═════ RECORDS FOR THIS TASK ═════

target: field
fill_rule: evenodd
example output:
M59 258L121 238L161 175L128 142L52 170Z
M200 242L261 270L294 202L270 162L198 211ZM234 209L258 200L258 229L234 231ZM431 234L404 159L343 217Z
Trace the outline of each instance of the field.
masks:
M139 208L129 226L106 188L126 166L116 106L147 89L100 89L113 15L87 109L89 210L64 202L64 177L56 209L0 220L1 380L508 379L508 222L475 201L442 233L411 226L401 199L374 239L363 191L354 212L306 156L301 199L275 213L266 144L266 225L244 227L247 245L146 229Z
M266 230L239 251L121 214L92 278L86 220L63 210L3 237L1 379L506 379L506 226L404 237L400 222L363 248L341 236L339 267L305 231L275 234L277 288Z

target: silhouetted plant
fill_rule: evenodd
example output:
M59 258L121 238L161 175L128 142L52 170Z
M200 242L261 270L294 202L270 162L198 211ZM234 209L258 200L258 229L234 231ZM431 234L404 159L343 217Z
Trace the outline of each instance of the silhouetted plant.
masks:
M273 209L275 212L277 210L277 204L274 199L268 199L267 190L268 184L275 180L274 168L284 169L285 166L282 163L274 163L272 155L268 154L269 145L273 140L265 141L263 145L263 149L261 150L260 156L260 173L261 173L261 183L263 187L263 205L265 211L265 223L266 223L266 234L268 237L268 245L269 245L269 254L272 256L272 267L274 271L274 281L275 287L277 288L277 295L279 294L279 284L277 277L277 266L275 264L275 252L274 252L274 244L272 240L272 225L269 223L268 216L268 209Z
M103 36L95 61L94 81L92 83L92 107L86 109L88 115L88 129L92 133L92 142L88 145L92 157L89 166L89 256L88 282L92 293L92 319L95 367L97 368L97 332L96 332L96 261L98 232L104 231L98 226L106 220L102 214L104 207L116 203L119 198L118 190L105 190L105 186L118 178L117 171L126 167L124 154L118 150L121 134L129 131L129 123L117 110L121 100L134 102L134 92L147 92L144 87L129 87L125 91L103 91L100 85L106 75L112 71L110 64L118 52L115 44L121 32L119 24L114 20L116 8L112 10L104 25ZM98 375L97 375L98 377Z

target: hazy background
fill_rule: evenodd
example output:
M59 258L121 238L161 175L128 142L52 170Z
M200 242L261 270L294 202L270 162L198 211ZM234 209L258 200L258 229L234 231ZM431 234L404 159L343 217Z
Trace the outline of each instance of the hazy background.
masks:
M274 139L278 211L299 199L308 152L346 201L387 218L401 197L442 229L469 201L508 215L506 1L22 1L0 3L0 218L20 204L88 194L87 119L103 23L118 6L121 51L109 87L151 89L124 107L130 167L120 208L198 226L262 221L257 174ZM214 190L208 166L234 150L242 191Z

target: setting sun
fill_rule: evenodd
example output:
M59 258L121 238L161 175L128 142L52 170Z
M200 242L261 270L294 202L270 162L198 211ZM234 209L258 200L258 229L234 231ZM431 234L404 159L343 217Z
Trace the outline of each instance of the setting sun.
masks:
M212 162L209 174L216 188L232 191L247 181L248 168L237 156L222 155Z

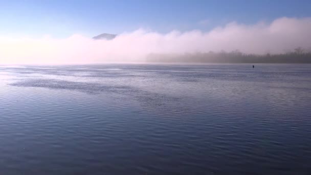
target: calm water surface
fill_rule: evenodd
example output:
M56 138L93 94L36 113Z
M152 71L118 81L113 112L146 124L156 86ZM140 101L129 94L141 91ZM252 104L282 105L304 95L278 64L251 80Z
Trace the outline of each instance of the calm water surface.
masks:
M0 67L3 174L310 174L311 65Z

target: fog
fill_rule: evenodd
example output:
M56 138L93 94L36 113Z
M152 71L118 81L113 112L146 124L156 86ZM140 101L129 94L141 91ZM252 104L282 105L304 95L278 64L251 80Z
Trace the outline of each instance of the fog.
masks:
M311 17L282 17L267 23L236 22L203 32L162 34L138 29L111 40L73 34L63 39L0 36L0 64L85 64L144 62L150 53L230 52L282 53L297 47L311 48ZM104 32L104 31L103 31Z

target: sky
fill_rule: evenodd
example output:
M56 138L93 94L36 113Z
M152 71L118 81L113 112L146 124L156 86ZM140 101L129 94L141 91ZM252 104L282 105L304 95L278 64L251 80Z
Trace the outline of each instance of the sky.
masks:
M0 0L0 64L311 50L310 1ZM102 33L118 35L109 41L92 39Z
M206 31L232 21L311 16L311 1L304 0L0 0L0 34L58 38L140 28Z

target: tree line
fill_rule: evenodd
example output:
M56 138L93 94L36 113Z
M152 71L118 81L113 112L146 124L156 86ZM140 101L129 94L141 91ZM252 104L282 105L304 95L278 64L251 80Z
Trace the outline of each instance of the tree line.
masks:
M282 54L246 54L238 50L230 52L210 51L183 54L151 53L146 58L149 62L181 63L311 63L311 51L301 47Z

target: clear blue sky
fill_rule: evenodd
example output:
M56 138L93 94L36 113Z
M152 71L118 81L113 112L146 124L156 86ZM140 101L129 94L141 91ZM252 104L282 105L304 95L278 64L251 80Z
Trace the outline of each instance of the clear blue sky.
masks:
M311 1L0 0L0 35L92 36L140 28L208 31L236 21L311 16Z

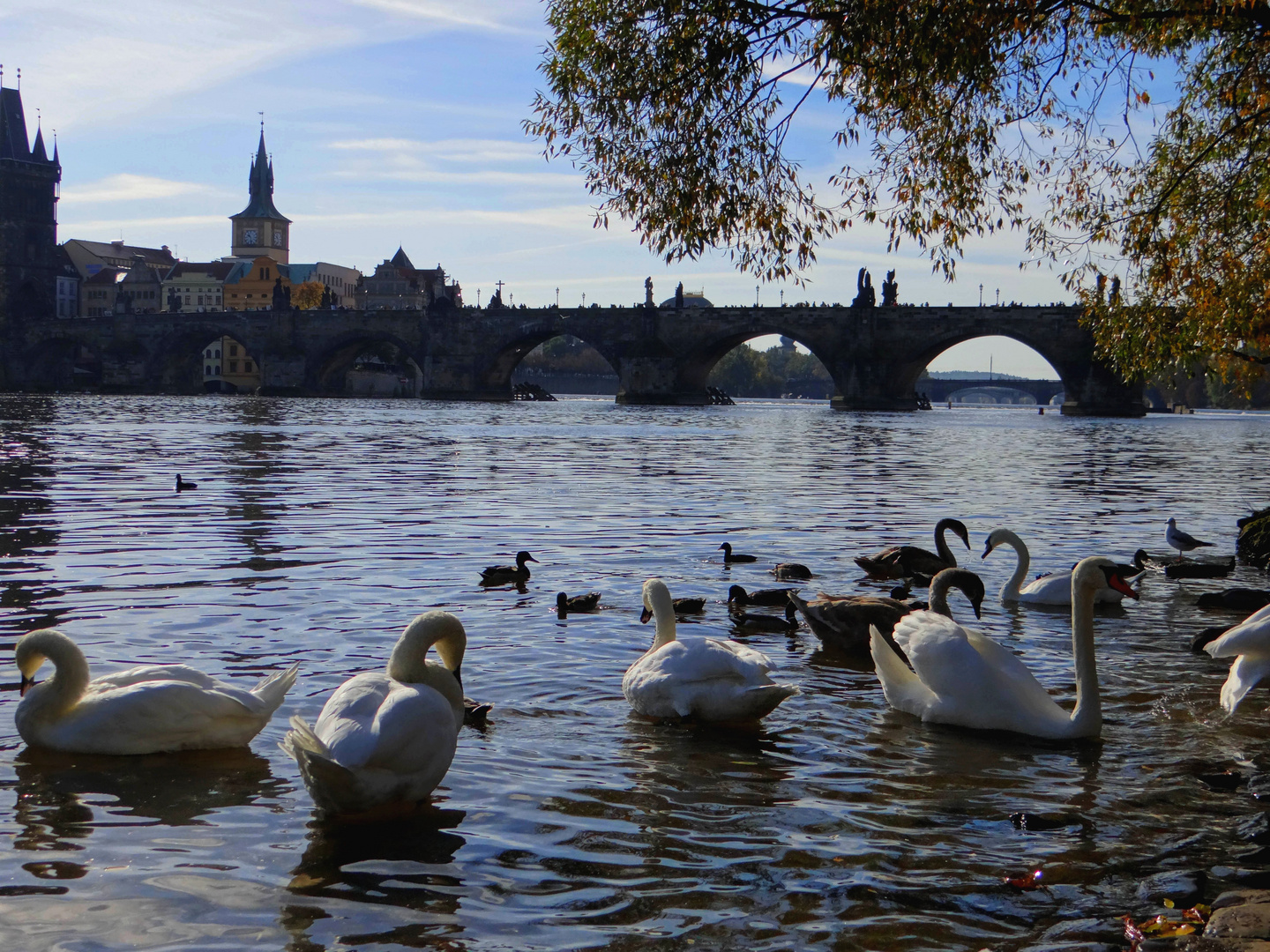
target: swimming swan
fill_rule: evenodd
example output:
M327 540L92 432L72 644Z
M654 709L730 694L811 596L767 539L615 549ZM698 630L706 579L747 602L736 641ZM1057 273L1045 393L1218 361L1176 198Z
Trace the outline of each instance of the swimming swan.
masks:
M14 724L33 748L72 754L154 754L245 748L278 710L300 665L250 691L183 664L149 664L89 680L79 645L57 631L24 635L14 652L22 701ZM36 684L44 660L53 677Z
M792 684L767 677L766 655L715 638L674 637L674 605L660 579L644 583L641 622L657 619L653 646L622 678L622 693L636 713L702 721L757 721L796 694Z
M944 533L952 532L970 547L970 533L960 519L940 519L935 524L935 552L917 546L892 546L871 556L859 556L855 562L874 579L906 579L912 575L939 575L945 569L956 567L956 556L944 541Z
M1036 737L1096 737L1102 730L1102 706L1093 659L1093 598L1109 585L1137 598L1110 559L1086 559L1072 574L1074 711L1054 703L1008 649L935 612L913 612L895 626L895 641L913 670L880 632L872 632L870 650L886 703L932 724Z
M441 664L427 660L436 645ZM448 612L427 612L401 633L387 671L340 684L310 727L292 717L278 745L295 758L314 802L359 814L424 800L450 769L464 724L460 665L467 637Z
M960 589L979 617L983 605L983 580L966 569L945 569L931 581L930 605L949 618L949 589ZM826 595L803 599L790 593L790 603L806 618L808 627L826 645L848 651L867 651L872 628L885 638L892 637L895 625L913 611L908 602L880 595Z
M1234 658L1222 685L1222 707L1234 713L1243 696L1270 674L1270 605L1227 630L1204 650L1213 658Z
M1019 586L1027 578L1027 569L1031 566L1031 556L1027 553L1027 546L1010 529L993 529L988 533L988 538L984 542L982 557L987 559L997 546L1010 546L1019 553L1019 564L1015 566L1015 574L1010 576L1010 581L1001 586L1002 602L1020 602L1031 605L1072 604L1072 572L1041 575L1026 588L1020 589ZM1124 593L1107 588L1099 589L1093 600L1119 604L1124 600Z

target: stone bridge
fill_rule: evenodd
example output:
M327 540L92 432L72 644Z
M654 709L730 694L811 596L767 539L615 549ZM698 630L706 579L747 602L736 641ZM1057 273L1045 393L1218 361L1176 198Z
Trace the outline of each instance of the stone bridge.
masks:
M833 377L833 406L912 410L918 374L964 340L1019 340L1058 371L1066 414L1137 416L1142 387L1093 359L1093 340L1073 307L589 307L423 311L296 311L121 315L17 322L0 354L9 390L100 388L193 393L201 354L229 335L259 364L265 393L344 392L344 373L392 344L419 396L509 400L512 371L535 347L572 334L612 366L625 404L705 404L706 377L738 344L782 334L808 348Z
M917 383L917 388L930 397L931 402L940 404L961 390L988 390L1006 391L1017 390L1030 393L1038 404L1048 404L1063 392L1063 382L1057 380L991 380L972 377L930 377Z

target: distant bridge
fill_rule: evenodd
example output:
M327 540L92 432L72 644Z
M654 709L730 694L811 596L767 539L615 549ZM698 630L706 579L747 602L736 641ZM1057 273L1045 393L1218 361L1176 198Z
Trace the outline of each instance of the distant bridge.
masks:
M942 404L959 391L1008 391L1017 390L1030 393L1038 404L1048 404L1064 392L1063 382L1057 380L1001 380L988 377L927 377L917 382L917 390L926 393L932 404Z
M344 392L368 348L392 344L411 391L436 400L512 399L512 371L538 344L570 334L618 378L622 404L704 405L719 359L756 336L803 344L833 378L842 410L913 410L921 372L940 353L982 336L1035 349L1062 377L1063 413L1139 416L1140 385L1093 358L1074 307L654 307L447 308L438 311L249 311L4 321L0 386L193 393L201 354L229 335L260 368L265 393ZM932 396L933 399L933 396Z

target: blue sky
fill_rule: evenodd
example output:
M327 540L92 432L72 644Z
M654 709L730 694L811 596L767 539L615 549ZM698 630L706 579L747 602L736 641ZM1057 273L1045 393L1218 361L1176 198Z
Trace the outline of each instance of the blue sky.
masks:
M23 71L34 135L57 131L61 240L169 245L182 258L229 254L227 216L246 204L259 112L292 226L292 260L370 272L403 245L442 264L469 302L494 282L517 303L632 303L645 275L716 303L754 300L754 278L721 254L665 265L629 226L593 227L594 202L565 162L547 162L521 123L542 86L547 41L537 0L6 0L0 62ZM791 93L796 93L796 88ZM836 110L809 102L794 150L813 183L841 161ZM956 283L917 249L885 253L857 226L827 244L806 289L786 300L842 301L856 272L894 268L906 302L1069 300L1049 270L1020 270L1022 237L970 245ZM763 303L780 286L762 286ZM1052 376L1027 348L991 339L944 354L940 368Z

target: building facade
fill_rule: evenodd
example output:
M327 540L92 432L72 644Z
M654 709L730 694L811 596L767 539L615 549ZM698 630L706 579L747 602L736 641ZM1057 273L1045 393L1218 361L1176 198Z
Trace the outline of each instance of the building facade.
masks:
M22 93L0 86L0 317L38 320L57 312L57 198L62 165L44 133L27 137Z
M226 311L282 310L290 294L291 268L269 255L234 261L225 275Z
M260 146L248 176L248 190L246 208L230 216L232 256L254 259L267 255L278 264L287 264L291 259L291 218L273 206L273 160L264 149L263 126Z
M306 281L316 281L319 284L330 288L331 307L357 306L357 282L362 279L362 273L357 268L345 268L342 264L331 264L330 261L291 264L287 267L292 287L300 287Z
M142 248L141 245L126 245L123 239L116 241L69 239L62 244L62 250L75 265L75 270L79 272L80 281L88 281L103 268L131 270L138 256L147 268L159 272L160 278L177 264L168 245Z
M163 279L163 310L207 314L225 310L225 279L234 261L178 261Z
M362 311L423 311L438 303L462 307L464 291L444 269L415 268L404 249L362 278L356 301Z
M260 364L239 341L220 336L203 348L203 390L250 393L260 386Z

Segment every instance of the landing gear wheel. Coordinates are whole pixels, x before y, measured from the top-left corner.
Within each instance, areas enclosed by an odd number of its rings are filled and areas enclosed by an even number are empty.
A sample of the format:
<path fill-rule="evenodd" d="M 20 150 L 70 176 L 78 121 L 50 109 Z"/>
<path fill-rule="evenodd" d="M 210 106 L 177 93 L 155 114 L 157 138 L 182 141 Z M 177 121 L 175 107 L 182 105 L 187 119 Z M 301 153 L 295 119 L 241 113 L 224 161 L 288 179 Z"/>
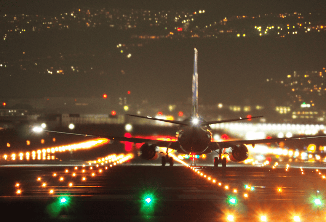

═════

### WHAT IS NEEDED
How many of the lines above contain the string "bridge"? Reply with the number alone.

### TASK SOLUTION
4